• **Goal of the exercise**: Using the listing below, set down exactly the lines starting at the line that contains "Keypoint placement for each instance of the dark" and ending at the line that contains "Keypoint placement for each instance of the dirt", both included, and no others.

★ ★ ★

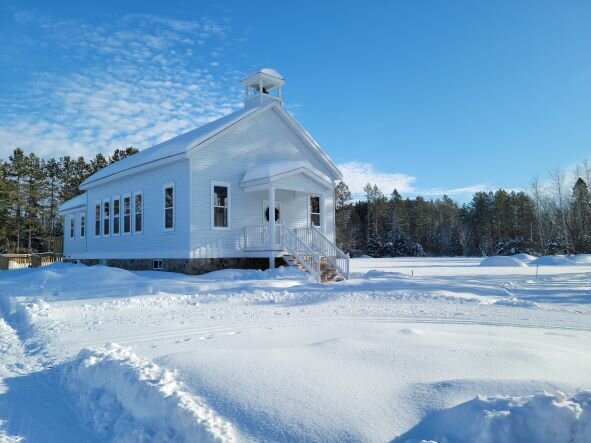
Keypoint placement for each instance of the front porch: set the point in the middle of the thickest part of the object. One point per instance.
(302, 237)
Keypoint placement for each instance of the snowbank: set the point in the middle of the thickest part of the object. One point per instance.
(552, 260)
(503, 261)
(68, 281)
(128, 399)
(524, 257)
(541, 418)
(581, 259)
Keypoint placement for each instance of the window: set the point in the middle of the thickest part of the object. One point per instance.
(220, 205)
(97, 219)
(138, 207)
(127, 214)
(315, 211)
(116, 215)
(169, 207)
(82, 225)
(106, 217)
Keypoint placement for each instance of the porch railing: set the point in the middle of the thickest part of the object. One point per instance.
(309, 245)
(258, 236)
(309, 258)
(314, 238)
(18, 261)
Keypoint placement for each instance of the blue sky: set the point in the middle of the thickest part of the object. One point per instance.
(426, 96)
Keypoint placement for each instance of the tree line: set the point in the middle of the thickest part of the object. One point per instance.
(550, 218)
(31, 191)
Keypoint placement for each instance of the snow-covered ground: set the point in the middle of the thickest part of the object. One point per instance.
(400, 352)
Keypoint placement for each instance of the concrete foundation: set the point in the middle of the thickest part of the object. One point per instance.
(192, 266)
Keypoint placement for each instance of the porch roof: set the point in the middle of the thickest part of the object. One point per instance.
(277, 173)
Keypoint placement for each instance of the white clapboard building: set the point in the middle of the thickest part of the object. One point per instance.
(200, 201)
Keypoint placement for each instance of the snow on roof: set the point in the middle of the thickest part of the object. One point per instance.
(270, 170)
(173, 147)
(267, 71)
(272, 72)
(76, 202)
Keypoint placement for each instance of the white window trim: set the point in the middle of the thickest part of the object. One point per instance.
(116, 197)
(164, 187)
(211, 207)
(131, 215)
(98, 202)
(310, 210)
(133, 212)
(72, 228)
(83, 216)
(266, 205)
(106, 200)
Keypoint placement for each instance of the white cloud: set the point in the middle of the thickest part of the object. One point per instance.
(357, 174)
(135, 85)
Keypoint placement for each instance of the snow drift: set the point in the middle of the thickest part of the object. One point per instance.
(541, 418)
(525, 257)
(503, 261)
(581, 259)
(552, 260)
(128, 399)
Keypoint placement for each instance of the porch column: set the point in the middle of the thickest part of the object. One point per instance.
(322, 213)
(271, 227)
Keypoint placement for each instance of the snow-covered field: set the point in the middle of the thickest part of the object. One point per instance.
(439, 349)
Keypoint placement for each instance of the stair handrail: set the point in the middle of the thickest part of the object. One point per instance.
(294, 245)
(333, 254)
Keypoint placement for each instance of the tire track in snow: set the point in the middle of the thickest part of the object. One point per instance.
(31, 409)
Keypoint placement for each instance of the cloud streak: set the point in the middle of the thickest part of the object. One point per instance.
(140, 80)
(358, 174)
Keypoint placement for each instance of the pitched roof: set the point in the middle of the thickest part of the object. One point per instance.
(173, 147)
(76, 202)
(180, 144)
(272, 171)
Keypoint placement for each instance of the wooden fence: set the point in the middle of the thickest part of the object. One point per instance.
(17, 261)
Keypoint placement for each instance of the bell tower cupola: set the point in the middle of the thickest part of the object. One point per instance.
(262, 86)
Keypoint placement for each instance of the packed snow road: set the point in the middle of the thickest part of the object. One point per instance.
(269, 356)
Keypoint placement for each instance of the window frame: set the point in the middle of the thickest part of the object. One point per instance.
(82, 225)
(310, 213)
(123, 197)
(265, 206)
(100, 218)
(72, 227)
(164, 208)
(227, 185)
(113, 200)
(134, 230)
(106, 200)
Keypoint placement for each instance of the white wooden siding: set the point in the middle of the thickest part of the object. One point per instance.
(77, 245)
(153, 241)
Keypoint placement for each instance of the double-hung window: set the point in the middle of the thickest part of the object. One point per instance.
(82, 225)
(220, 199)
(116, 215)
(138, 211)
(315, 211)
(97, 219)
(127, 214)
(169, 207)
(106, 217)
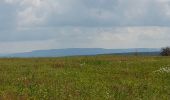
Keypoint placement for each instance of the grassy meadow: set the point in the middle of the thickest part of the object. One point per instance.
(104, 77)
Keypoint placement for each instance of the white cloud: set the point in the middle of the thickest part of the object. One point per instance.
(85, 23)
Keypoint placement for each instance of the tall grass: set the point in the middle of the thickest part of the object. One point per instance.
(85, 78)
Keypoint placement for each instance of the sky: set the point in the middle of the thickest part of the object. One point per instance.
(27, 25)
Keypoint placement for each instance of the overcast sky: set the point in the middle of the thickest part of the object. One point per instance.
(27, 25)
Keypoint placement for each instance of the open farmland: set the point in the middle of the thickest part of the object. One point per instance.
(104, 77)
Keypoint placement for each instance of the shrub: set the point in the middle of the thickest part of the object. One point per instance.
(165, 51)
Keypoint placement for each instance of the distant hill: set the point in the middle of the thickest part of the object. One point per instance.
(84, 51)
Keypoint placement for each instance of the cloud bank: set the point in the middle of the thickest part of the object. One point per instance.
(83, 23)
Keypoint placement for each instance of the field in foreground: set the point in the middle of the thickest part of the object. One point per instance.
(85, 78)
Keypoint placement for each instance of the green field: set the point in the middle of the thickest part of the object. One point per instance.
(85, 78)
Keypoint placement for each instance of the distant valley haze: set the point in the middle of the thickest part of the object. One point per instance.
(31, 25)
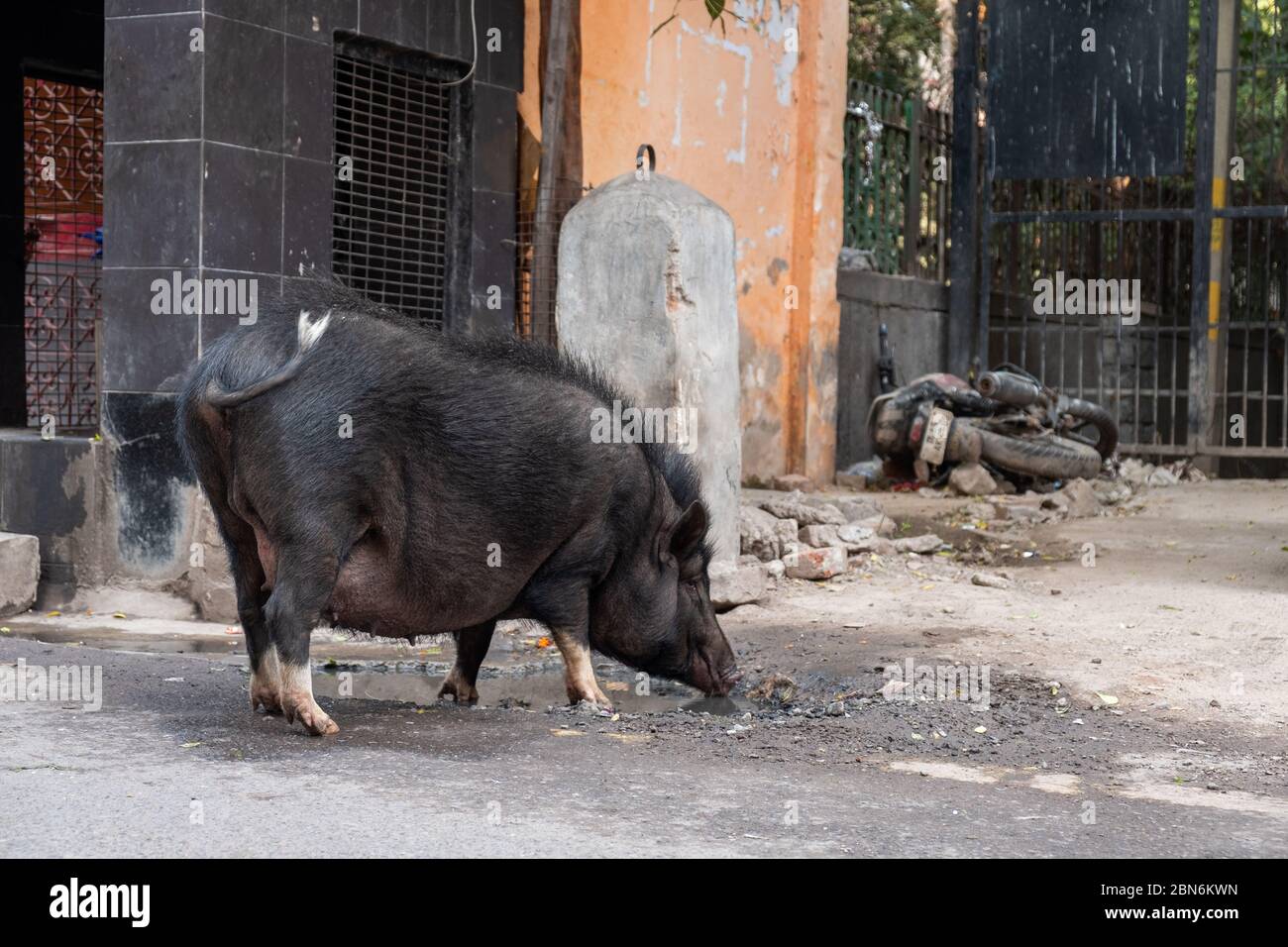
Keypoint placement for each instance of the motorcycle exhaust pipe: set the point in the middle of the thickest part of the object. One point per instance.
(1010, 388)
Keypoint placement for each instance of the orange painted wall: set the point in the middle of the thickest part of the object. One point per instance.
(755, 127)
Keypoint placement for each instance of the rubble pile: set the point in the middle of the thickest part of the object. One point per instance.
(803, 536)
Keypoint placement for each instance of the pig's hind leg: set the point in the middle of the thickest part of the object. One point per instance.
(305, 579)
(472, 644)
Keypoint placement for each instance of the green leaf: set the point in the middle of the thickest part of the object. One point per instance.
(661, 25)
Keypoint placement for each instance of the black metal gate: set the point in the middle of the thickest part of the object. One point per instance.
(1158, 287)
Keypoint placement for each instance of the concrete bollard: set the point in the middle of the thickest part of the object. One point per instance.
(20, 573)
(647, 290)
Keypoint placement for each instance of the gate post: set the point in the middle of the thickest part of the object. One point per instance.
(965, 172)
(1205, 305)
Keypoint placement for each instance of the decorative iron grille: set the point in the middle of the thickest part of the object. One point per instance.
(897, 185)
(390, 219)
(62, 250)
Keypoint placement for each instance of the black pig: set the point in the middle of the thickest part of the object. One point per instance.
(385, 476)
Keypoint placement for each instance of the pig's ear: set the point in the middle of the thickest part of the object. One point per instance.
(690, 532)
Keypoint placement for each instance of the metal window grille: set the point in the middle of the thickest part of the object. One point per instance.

★ ★ ★

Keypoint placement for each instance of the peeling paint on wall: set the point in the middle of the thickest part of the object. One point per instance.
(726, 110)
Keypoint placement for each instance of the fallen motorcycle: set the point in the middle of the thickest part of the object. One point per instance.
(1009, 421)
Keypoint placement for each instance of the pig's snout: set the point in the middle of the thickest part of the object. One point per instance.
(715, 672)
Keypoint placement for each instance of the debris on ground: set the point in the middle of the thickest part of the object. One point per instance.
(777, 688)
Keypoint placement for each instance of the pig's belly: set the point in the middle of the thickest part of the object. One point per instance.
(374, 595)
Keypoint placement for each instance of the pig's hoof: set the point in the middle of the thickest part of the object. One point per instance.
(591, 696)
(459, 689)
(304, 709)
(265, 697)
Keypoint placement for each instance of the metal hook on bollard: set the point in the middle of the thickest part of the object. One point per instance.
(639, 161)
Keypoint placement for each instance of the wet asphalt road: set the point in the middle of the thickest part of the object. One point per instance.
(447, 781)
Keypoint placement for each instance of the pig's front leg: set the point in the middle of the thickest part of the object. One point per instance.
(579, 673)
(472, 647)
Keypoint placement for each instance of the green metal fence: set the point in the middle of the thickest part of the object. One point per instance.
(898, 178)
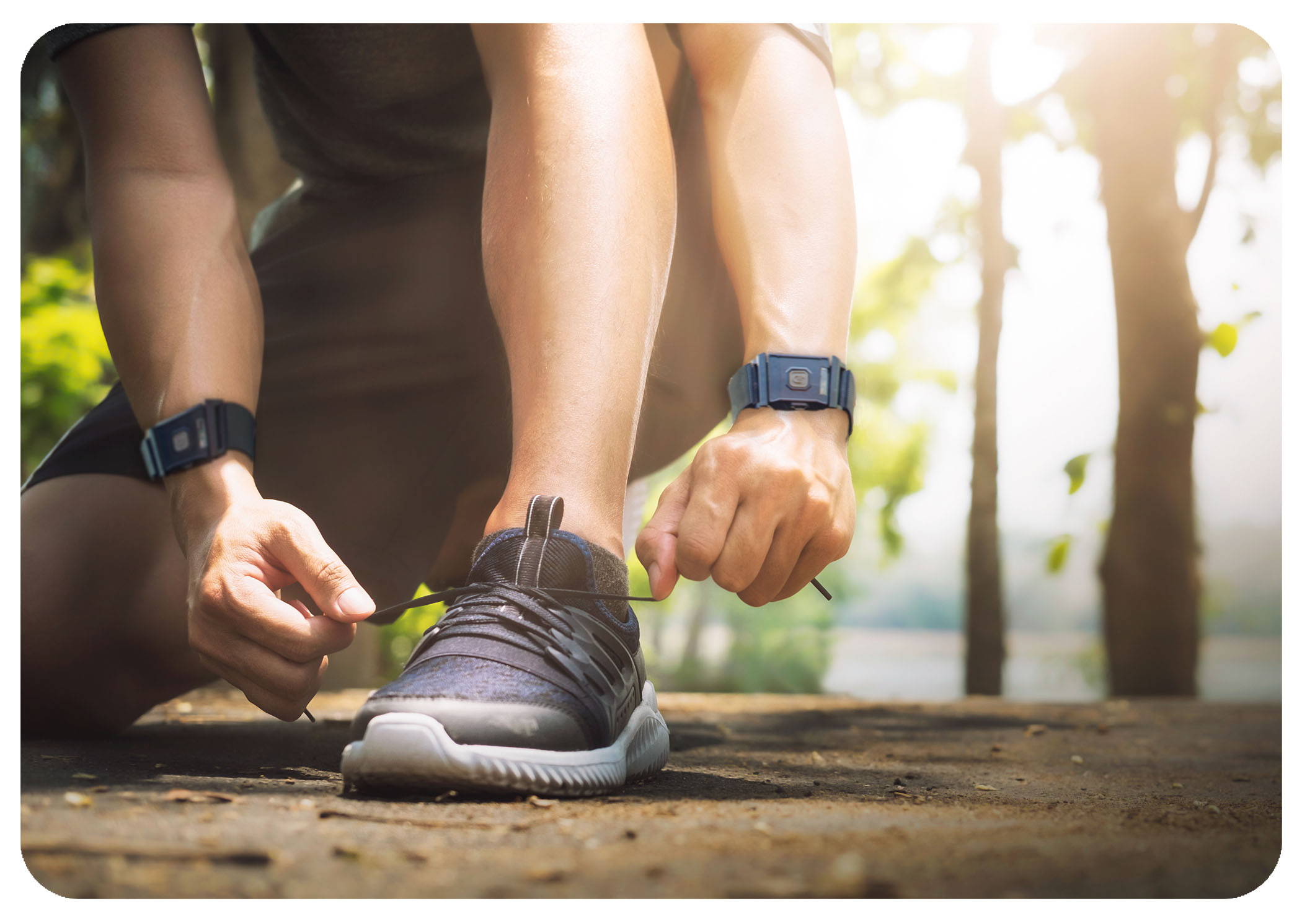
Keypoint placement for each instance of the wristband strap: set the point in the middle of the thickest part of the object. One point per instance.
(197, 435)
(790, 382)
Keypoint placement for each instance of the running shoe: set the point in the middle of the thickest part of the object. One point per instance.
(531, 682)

★ ★ ★

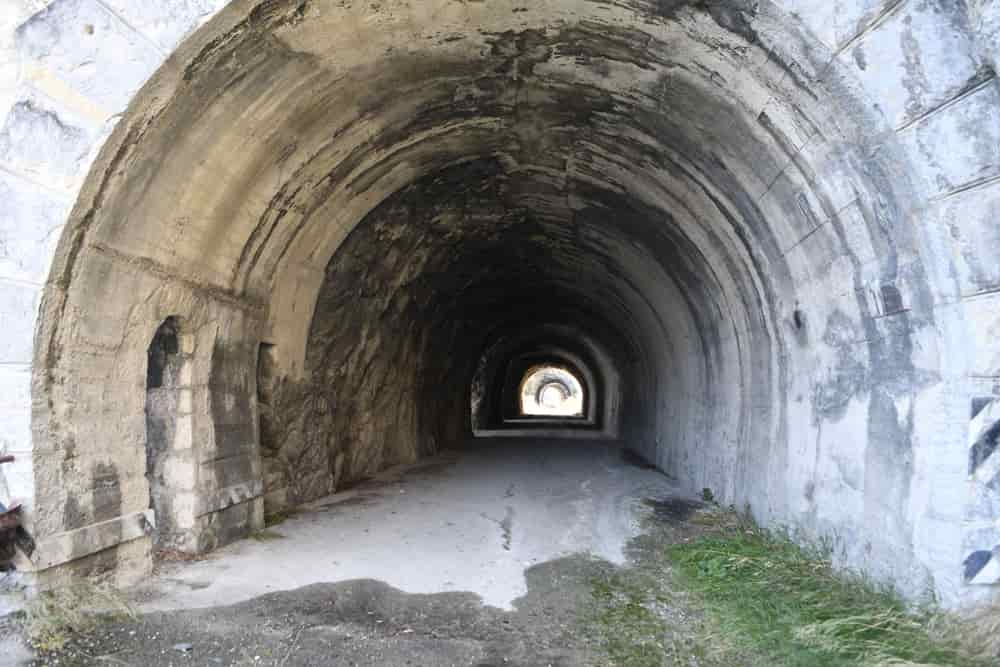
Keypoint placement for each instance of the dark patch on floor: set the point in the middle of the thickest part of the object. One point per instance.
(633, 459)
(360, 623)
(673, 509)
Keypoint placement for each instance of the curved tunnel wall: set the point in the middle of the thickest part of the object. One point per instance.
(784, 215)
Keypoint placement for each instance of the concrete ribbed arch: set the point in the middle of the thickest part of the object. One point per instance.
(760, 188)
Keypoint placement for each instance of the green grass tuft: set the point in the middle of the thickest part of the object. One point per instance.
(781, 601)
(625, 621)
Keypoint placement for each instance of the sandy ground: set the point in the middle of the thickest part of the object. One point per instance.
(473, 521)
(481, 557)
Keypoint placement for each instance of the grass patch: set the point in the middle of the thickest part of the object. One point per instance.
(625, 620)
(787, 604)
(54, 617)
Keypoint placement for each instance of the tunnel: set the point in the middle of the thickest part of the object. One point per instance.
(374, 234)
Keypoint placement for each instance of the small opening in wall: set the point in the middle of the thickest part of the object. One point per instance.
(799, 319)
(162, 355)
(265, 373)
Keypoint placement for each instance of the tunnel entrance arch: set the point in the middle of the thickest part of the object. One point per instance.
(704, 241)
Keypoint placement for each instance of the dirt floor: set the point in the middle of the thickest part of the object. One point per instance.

★ ★ ★

• **Your solution**:
Keypoint placement for each instance of the dark patch on floor: set the point in the middle of the thickest part of the object. One point per instance.
(633, 459)
(360, 623)
(673, 509)
Keypoint placement for each instance of the curved tunnel wall: set the point in the middle of the thickest part of the object. One point per instance.
(784, 215)
Keypoint placement for each instance of the concrete ribbed arch: set the point in the middle of the thickest part of the object. One point per instance.
(760, 188)
Keypoint placement for each instance of the green grass tuft: set the point in the middle of the thickest part of the object. One point per instance.
(781, 601)
(625, 621)
Keypoint placement for each instance of the sandy ground: set the point in the middle of the thickest part of the object. One point per instance.
(473, 521)
(481, 557)
Keypoint placement for each instance of the grass patch: set the point in the middle of the thickest part of the object. One point per instance.
(625, 620)
(787, 604)
(54, 617)
Keypoint placement for each instance of the tunnel: set the point in the middle of the thickest part of the object. One point per instance.
(374, 234)
Keypoint placement for each instance of the small opening in wall: set the point in the middle of the thickest part of the object. One point per instance.
(799, 319)
(162, 355)
(265, 373)
Keypoint placement for each instance of the tunnel entrance arch: set the point in the middle of the thickest part of the object. One point per instance.
(704, 241)
Keypoint placement for each instance of the dirt floor: set the point in the middle of the thickest part of the object. One point per instance.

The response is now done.